Background
Nutrition status screening, assessment and monitoring is essential in the critically ill to reduce morbidity and mortality. Identifying patients’ at risk of malnutrition is usually difficult due to the nature of illness. Traditional screening methods are thought to be often limited due to their subjective nature. Purpose of this study is to determine the correlation of 3 different nutrition screening tools to classify the time consumed in identifying the risk of malnutrition.
Method
A sample of 44 patients expected to stay >24 hrs in ICU were assessed using the institution’s routine nutrition screening method; Subjective Global Assessment (SGA) & the NUTrition Risk in Critically ill (NUTRIC) score (age, APACHE II, SOFA, number of comorbidties, and days from hospital to ICU admission). Biochemical parameters, nutrient delivery, average length of stay (ALOS) in the ICU were also noted. GOS (Glasgow Outcome Scale) & Karnofsky performance status scale were the outcome scales used. Descriptive statistics & bivariate correlation were the statistical methods utilized.
Results
At risk of malnutrition was observed in 31.8% (n=14) using SGA, 27.3% (n=12) routine nutrition screening & 27.3% (n=12) NUTRIC score. There was significant correlation between all three tools (?*=0.05). Standard ALOS of <4.5 days (ICU) was seen in 18.2 %. Nutrient delivery of >75% was achieved among 72.7%. Only 6.8% had significant GOS (score 5) & 2.3% met the karnofsky performance status outcome (score 100).Time taken to complete routine nutrition screening, SGA & NUTRIC score, on an average was (approximately) 5, 7 and 15 minutes respectively.
Conclusion
On application of these tools, NUTRIC score is a more elaborate tool which includes various variables available in the ICU and is thought to be a superior score, by following it one may identify malnutrition appropriately. However the time taken for this new scoring system is higher. No significant difference in correlation was found between the traditional methods of nutrition screening and the NUTRIC score. Hence we had no added advantage of NUTRIC over traditional tools.

What you need to do: In the ICU nutrition screening study, about how many minutes on average did the NUTRIC score take to complete?

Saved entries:
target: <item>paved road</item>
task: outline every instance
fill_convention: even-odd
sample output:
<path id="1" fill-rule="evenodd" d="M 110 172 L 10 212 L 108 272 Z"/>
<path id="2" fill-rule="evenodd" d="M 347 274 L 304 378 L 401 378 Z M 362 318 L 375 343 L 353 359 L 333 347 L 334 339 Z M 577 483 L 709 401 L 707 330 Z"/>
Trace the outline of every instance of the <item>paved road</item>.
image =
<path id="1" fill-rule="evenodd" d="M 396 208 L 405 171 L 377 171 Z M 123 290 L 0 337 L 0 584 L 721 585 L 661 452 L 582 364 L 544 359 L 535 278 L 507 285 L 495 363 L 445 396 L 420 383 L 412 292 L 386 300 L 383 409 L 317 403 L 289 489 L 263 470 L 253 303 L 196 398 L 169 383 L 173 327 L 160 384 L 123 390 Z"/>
--
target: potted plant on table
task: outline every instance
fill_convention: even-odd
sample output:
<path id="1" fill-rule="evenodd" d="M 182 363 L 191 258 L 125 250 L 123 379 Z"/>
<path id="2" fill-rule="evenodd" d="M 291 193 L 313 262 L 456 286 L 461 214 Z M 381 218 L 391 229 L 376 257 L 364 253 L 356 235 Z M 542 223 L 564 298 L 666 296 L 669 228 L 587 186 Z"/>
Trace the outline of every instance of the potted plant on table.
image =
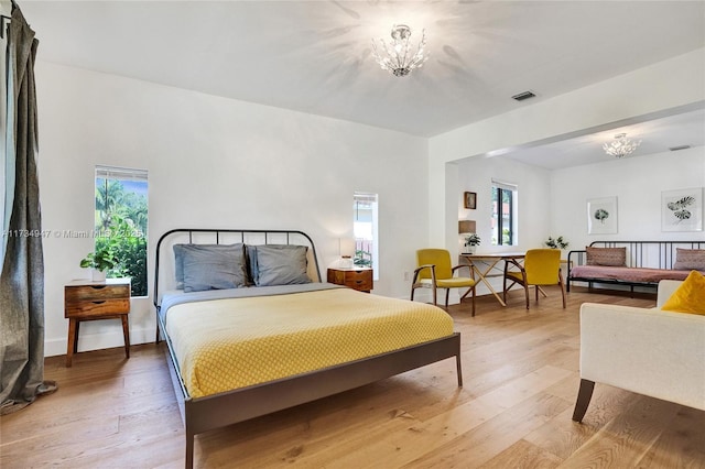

Answer box: About 15 minutes.